# What is being asked
Please copy each line of the listing below in which the word "shade" appears.

# Extracted material
════════════════

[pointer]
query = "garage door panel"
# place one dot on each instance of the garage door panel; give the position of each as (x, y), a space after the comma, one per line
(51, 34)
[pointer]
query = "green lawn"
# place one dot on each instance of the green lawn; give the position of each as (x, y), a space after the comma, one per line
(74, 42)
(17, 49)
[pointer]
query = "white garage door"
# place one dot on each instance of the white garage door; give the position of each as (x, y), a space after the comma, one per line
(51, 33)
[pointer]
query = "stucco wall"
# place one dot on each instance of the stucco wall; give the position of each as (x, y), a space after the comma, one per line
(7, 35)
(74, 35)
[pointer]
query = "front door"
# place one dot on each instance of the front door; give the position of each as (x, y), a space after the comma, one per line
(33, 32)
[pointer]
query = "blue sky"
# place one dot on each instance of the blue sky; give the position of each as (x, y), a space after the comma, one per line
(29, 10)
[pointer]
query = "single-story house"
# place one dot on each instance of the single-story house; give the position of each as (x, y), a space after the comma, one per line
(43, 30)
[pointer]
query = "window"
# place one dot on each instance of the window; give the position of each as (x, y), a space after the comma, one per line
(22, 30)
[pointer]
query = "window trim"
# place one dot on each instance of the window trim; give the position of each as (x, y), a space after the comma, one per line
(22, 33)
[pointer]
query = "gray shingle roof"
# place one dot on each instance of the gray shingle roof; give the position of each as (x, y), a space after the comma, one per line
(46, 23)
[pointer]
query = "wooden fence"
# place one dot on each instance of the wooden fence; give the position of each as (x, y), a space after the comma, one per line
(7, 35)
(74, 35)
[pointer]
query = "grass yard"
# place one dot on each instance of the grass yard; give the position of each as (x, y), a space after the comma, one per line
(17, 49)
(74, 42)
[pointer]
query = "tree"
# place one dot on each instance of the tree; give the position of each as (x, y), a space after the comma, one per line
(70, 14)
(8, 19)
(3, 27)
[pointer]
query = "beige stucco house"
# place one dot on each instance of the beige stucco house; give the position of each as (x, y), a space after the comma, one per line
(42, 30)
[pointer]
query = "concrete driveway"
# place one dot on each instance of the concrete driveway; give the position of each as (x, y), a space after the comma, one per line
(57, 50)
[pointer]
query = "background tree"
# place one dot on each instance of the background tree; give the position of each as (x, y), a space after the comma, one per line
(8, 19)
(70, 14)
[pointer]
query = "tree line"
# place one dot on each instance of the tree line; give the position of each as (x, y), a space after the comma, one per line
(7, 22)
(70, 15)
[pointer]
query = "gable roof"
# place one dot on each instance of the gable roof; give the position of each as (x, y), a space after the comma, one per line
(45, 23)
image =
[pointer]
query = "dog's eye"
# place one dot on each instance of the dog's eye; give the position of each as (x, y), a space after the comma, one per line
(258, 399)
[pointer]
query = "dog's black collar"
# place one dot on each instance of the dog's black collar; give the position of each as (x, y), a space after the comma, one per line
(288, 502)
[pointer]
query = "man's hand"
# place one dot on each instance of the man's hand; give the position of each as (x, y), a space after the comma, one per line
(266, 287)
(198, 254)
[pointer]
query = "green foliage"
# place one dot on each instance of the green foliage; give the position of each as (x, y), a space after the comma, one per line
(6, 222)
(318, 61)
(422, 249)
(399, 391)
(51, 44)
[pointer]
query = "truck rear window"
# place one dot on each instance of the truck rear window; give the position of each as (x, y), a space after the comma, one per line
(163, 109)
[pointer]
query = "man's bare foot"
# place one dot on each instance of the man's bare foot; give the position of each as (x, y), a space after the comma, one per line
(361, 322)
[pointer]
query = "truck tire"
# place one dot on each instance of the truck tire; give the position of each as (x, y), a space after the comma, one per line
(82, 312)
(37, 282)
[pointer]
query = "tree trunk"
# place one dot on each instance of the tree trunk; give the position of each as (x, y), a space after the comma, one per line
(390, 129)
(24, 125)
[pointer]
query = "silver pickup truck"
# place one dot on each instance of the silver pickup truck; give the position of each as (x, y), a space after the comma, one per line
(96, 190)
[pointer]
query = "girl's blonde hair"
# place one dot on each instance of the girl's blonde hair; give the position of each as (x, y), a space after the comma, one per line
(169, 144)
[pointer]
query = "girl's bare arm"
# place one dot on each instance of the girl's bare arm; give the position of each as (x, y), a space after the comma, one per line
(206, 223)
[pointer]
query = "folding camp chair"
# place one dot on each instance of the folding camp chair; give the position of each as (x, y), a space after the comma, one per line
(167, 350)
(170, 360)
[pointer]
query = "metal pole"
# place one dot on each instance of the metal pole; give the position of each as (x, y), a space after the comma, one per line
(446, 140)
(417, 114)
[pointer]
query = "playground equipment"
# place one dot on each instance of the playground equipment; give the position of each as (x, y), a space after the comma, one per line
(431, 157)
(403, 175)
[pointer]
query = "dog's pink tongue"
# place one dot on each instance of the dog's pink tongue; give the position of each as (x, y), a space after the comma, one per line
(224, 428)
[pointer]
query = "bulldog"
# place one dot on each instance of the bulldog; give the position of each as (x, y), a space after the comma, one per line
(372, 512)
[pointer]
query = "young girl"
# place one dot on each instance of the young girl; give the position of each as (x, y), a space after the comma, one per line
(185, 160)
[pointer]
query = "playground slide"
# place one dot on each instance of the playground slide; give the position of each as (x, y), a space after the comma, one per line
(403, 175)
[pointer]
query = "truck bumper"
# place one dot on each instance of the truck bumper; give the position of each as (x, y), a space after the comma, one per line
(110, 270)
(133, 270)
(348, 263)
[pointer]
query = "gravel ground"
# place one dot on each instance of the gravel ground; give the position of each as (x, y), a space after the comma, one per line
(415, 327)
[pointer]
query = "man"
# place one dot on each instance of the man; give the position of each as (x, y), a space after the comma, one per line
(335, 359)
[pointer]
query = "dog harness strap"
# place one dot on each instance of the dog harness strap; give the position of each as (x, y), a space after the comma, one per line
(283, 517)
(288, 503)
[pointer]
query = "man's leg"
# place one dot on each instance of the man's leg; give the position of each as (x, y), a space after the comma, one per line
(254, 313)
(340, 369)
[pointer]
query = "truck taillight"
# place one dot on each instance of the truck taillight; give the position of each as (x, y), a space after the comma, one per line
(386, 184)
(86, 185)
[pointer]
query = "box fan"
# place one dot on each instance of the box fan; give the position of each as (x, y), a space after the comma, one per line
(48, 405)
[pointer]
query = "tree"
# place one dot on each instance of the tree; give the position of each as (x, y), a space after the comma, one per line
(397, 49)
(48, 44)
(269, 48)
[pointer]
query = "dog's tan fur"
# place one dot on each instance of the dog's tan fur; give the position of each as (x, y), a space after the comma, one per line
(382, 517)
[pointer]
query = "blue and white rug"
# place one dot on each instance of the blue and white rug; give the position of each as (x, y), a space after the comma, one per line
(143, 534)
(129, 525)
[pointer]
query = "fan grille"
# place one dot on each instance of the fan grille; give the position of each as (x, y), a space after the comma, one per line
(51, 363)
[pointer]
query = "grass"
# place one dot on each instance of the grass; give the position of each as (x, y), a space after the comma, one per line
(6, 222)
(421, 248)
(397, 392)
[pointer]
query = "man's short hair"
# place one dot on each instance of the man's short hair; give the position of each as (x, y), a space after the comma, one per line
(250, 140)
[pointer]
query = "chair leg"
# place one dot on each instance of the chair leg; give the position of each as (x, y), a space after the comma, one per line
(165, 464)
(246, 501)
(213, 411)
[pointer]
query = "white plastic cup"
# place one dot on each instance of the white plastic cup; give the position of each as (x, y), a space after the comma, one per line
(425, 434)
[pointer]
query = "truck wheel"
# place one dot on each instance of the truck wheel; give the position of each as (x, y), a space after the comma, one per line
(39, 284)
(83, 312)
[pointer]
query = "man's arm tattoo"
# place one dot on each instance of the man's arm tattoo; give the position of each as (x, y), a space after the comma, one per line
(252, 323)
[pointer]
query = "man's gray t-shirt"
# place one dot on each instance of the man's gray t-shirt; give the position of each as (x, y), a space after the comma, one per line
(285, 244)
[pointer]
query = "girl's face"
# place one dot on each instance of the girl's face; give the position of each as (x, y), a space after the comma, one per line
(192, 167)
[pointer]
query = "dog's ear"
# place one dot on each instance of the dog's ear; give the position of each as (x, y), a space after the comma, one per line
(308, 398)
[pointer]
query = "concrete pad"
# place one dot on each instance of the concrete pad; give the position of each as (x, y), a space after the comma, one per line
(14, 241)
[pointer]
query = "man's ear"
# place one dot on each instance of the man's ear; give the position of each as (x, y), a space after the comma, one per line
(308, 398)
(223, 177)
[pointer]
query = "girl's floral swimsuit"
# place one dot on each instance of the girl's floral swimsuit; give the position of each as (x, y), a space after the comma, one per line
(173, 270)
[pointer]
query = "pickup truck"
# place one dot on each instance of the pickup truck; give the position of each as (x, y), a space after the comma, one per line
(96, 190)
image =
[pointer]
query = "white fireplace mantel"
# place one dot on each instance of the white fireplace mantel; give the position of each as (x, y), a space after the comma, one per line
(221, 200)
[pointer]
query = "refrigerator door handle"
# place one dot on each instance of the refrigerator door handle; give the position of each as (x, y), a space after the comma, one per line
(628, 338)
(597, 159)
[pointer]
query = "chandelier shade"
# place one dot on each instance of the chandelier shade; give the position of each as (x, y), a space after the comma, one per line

════════════════

# Response to the task
query = "chandelier shade"
# place one dot on each instance of the chandelier shade; give the position of each as (x, y), a space after the comma, one per line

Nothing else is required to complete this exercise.